▸ **Work instructions**
Please convert the rows below into a numbered list, leaving out any blank lines.

▸ **Extracted information**
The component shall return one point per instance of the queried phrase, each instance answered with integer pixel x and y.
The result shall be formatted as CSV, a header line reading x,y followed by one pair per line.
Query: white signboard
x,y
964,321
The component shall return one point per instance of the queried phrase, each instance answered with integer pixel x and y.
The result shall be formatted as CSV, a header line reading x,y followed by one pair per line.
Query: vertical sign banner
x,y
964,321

▸ **Final result**
1. The component shall return one point per instance of the queried phrase, each instance answered with integer pixel x and y.
2. The result shall be formatted as CSV, a header line reading x,y followed by one pair per line.
3. Query: white signboard
4. x,y
5. 964,321
6. The component shall return one point per instance of the queried phrase, each instance answered with integer pixel x and y.
7. The result shall be formatted as CSV, a header line reading x,y followed by one pair per line.
8. Query: vertical sign banner
9. x,y
10. 964,321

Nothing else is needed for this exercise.